──────── Brano da leggere
29/10/2025
Il prezzo della sottovalutazione
Jessica Stapazzolo Custodio de Lima aveva 33 anni. È morta nel modo più atroce, colpita da decine di coltellate, in casa sua, da quell’uomo che aveva già mostrato chi era.
Un uomo che la legge definiva “pericoloso”.
Un uomo con un divieto di avvicinamento, con un braccialetto elettronico, con precedenti per violenze.
Eppure libero di uccidere.
Sembra impossibile, ma è successo di nuovo.
E ogni volta che accade, ci ritroviamo di fronte allo stesso copione: una donna che aveva denunciato, che aveva paura, che forse aveva provato a proteggersi, ma che non è stata protetta.
Un sistema che troppo spesso promette tutela e invece consegna la vittima al suo carnefice.
Una serie di misure che sulla carta funzionano, ma nella realtà diventano carta straccia.
Jessica aveva già segnalato la violenza, poi aveva ritirato la denuncia.
Una scelta che troppi giudicano con leggerezza, come se fosse una forma di debolezza.
In realtà, è il sintomo di una dinamica ben nota a chi lavora nel campo della violenza di genere: la spirale della paura, della colpa, della speranza malata, della dipendenza psicofisica.
Lei ci aveva creduto, forse. Che lui potesse cambiare, che bastasse un po’ di tempo, che la rabbia passasse.
Ma chi, come me, conosce il profilo psicologico di certi soggetti sa bene che la violenza non si estingue: escalation dopo escalation, cresce, si alimenta di possesso, di rancore, di ferite narcisistiche.
E alla fine esplode. Sempre.
E allora ci chiediamo: com’è possibile che un uomo già denunciato, già condannato, già controllato con un braccialetto elettronico, sia riuscito a liberarsene e ad andare a colpire la donna che avrebbe dovuto stare lontano da lui?
Dov’era il controllo? Dov’era la rete di sicurezza?
Perché, ancora una volta, è la vittima a pagare per le inefficienze del sistema?
Il braccialetto elettronico non è un talismano.
È un segnale, un allarme. Ma se nessuno lo ascolta, se nessuno interviene quando viene manomesso o disattivato, non serve a nulla.
Così come non serve a nulla una misura cautelare senza monitoraggio reale, senza personale preparato, senza risposte tempestive.
────────────────
──────── I dati
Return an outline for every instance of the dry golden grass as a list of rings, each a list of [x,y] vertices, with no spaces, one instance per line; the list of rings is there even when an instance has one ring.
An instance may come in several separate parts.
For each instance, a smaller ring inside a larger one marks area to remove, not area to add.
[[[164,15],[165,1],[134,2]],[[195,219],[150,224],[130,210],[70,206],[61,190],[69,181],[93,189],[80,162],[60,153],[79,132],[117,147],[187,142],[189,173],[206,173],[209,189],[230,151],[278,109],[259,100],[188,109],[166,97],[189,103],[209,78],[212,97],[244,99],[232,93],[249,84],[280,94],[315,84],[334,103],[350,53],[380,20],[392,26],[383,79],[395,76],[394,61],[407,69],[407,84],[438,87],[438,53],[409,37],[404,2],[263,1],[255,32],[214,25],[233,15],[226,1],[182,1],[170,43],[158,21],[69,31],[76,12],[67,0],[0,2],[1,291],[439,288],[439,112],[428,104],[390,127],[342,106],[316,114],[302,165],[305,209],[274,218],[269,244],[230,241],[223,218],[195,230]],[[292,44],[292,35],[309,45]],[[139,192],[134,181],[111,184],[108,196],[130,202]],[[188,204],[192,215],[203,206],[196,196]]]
────────────────
──────── I dati
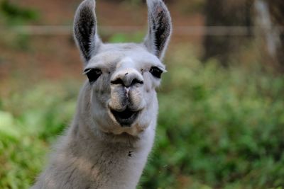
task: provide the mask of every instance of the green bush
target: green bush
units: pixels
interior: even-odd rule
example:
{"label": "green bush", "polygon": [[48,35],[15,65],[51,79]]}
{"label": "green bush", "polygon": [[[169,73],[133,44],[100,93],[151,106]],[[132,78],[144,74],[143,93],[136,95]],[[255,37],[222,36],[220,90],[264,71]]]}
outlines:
────────────────
# Compito operativo A:
Traduci in inglese la frase del brano da leggere "Il braccialetto elettronico non è un talismano."
# Compito operativo B:
Secondo il brano da leggere, quanti anni aveva Jessica Stapazzolo Custodio de Lima?

# Soluzione scritta A:
The electronic bracelet is not a talisman.

# Soluzione scritta B:
Aveva 33 anni.